Please repeat only these lines, exactly: the one containing "standing with a single point per instance." and all that come after it in the material.

━━━ Given data ━━━

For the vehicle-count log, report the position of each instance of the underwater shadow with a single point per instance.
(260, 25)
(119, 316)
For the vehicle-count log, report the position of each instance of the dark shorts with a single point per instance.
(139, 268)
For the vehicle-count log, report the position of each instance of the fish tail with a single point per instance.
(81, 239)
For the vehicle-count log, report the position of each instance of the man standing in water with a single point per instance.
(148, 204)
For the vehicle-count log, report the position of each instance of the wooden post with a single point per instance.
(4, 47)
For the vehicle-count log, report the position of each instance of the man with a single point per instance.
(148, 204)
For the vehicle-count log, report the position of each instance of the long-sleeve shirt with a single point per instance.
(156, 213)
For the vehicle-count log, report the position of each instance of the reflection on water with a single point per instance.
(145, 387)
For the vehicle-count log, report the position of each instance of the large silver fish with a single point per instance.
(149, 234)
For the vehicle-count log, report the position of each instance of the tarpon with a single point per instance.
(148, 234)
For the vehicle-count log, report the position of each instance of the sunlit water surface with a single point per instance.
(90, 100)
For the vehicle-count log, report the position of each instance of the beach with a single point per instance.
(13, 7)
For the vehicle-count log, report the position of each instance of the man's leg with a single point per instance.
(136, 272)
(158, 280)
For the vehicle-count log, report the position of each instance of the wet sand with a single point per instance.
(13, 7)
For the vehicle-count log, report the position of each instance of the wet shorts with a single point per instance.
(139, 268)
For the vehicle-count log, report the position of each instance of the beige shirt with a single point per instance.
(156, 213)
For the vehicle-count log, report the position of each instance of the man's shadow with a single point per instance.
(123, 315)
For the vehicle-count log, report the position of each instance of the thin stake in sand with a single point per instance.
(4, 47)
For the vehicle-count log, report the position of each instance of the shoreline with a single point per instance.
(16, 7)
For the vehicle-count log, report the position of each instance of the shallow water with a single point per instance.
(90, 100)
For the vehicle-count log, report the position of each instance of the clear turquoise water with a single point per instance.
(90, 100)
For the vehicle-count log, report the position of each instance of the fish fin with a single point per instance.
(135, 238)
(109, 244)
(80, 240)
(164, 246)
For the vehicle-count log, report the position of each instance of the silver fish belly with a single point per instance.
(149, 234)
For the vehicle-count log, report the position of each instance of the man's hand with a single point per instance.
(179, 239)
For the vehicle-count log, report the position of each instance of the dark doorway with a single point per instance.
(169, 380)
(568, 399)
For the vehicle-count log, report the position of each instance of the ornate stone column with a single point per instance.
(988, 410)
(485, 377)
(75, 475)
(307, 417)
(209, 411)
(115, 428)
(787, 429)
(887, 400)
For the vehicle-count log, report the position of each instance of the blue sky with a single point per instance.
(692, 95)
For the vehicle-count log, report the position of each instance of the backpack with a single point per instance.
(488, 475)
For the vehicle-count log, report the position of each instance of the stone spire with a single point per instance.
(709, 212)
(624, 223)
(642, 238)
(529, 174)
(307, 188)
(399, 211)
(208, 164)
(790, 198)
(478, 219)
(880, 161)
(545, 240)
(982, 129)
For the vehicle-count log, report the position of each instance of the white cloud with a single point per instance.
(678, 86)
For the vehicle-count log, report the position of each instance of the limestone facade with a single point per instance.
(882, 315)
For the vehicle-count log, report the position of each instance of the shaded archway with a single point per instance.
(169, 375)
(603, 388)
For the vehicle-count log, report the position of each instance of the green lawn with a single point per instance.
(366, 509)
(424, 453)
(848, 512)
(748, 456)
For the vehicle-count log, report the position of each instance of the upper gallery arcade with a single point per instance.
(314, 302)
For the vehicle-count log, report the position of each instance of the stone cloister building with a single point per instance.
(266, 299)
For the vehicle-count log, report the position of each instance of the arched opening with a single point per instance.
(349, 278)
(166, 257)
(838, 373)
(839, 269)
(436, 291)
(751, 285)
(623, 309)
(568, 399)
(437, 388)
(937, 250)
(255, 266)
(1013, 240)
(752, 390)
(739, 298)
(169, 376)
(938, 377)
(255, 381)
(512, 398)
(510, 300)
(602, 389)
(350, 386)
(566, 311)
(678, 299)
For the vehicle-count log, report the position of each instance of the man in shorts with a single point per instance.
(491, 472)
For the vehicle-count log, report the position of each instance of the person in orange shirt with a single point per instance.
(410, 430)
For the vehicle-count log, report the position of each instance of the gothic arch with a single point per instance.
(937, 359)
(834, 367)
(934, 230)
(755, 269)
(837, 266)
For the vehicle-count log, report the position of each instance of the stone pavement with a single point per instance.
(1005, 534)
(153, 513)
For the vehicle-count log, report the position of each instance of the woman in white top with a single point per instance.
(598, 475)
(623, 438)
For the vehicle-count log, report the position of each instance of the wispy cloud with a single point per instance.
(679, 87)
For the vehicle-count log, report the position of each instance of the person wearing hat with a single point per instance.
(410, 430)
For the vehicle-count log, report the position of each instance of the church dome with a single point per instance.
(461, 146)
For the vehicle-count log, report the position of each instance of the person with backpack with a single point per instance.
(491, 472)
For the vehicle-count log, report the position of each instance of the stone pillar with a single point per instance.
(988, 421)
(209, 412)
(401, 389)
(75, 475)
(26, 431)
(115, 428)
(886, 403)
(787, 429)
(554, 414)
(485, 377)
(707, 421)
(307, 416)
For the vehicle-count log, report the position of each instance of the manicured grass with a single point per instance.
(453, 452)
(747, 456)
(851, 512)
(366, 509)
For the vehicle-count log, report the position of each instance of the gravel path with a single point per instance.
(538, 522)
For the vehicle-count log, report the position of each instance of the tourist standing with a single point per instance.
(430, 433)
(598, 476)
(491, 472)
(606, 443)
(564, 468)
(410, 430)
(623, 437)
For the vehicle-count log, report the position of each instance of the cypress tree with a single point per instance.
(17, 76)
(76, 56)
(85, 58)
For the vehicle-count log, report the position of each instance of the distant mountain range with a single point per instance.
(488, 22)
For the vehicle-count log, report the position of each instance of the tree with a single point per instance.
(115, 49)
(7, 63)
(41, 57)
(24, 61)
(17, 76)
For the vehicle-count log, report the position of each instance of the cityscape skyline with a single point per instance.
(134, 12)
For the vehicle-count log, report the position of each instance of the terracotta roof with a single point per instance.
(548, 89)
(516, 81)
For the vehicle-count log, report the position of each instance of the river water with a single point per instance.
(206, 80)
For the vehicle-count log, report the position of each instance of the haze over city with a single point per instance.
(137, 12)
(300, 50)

━━━

* [Solution below]:
For the vehicle-count log, report the position of each instance of the tourist standing with a single point per instance.
(430, 433)
(598, 476)
(491, 472)
(606, 443)
(564, 468)
(410, 430)
(623, 437)
For the vehicle-count log, report the position of each instance of the cypress tree with a single point per instance.
(17, 76)
(76, 56)
(85, 58)
For the vehicle-count log, report the position of each instance of the distant mountain range with a single point per instance.
(488, 22)
For the vehicle-count log, report the position of each instance of the tree with a single point per instance.
(115, 49)
(7, 63)
(41, 57)
(24, 61)
(17, 76)
For the vehicle-count log, report the position of each instance of the cityscape skyline with a single point per instance.
(134, 12)
For the vehicle-count log, report the position of each instance of the terracotta roof with a single point per instance.
(548, 89)
(516, 81)
For the vehicle-count log, report the position of each instance of the river water with a single point per instance.
(206, 80)
For the vehicle-count log, report the position of each instance of the haze over city with a single point per instance.
(137, 12)
(300, 50)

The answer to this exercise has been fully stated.